Everything from the line that contains "Class, locate every instance of the bare" through the last line of the listing must be copied exactly, with both of those lines included and no others.
----
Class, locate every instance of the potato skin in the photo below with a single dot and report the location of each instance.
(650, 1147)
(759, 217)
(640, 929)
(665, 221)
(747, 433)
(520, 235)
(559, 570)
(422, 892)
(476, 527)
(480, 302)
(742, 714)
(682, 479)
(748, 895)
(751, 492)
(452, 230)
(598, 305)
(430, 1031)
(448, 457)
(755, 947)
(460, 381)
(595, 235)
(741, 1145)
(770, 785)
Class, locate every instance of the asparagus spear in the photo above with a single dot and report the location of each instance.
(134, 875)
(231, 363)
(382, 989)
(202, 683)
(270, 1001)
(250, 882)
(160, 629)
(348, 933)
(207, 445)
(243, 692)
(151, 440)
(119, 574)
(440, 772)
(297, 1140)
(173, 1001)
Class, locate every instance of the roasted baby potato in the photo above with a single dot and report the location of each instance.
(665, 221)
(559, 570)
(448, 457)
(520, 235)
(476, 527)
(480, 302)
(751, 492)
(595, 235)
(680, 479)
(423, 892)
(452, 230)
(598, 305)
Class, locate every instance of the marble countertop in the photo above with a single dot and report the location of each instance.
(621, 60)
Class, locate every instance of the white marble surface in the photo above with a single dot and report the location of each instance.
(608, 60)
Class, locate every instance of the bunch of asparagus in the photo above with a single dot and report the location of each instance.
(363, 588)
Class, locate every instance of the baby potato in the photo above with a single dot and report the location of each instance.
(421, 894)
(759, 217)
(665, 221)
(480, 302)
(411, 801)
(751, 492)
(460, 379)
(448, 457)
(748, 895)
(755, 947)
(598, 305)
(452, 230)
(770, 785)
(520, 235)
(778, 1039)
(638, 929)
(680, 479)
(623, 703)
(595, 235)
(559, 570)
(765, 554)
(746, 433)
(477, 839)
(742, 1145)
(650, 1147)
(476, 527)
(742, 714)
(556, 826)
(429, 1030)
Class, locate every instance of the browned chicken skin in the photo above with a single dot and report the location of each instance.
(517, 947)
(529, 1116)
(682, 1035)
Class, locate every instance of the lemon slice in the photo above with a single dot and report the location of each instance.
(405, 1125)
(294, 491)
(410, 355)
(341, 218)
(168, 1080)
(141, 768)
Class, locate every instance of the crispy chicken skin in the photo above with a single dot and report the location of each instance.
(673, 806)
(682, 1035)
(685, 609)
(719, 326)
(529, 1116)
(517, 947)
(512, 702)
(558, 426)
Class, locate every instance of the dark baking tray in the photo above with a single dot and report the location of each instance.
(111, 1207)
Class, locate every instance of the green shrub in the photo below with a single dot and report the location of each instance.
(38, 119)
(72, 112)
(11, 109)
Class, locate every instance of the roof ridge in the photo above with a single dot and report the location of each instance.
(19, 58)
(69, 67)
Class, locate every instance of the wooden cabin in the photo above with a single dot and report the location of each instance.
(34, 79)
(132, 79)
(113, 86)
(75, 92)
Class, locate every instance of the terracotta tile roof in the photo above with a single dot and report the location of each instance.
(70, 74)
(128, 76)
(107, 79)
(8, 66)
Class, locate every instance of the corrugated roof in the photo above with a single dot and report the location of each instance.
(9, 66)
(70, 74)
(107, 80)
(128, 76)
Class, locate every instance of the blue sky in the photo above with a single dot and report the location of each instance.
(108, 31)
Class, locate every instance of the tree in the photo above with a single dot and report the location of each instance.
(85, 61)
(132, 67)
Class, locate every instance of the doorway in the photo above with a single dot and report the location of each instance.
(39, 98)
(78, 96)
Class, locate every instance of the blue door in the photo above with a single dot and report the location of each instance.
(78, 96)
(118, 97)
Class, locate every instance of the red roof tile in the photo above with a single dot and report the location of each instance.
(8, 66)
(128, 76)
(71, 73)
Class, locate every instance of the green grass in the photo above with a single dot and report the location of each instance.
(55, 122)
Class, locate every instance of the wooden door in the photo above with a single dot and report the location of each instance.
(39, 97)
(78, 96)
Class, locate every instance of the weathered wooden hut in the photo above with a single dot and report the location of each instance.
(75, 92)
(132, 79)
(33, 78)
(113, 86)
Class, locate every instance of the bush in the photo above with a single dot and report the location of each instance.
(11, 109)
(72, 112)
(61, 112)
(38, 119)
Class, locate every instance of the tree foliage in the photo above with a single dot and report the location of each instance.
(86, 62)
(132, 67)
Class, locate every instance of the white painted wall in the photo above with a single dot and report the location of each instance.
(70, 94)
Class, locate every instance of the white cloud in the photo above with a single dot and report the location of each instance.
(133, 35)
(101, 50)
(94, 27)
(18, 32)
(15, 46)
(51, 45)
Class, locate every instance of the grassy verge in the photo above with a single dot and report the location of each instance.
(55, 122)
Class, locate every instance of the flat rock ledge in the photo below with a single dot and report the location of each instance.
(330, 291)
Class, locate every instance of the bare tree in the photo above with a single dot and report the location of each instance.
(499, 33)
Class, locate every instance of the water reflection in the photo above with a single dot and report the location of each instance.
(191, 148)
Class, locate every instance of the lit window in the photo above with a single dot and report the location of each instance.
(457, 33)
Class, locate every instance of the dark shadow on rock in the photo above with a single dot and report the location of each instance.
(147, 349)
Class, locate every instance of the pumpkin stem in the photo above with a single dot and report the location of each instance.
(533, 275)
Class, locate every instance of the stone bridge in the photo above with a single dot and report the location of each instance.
----
* **Exercise output**:
Class, locate every instance of the bare tree in the photo above with a single dot and report the location of each instance.
(499, 33)
Class, locate every instance of the water reflection in the photo above with a single dot and report the location of each instance.
(191, 148)
Class, locate every instance of the lit window in the photo above with a single dot and report the location of each instance.
(457, 33)
Class, locate every instance of the dark shadow on rock in the photo above with a single dot and report the location of each instance.
(147, 349)
Class, locate every instance of the pumpkin stem in the photo above with a single dot and report the location of each instance.
(533, 275)
Class, locate every instance of the stone bridge in the photo above with a single dot and report the location of each instance.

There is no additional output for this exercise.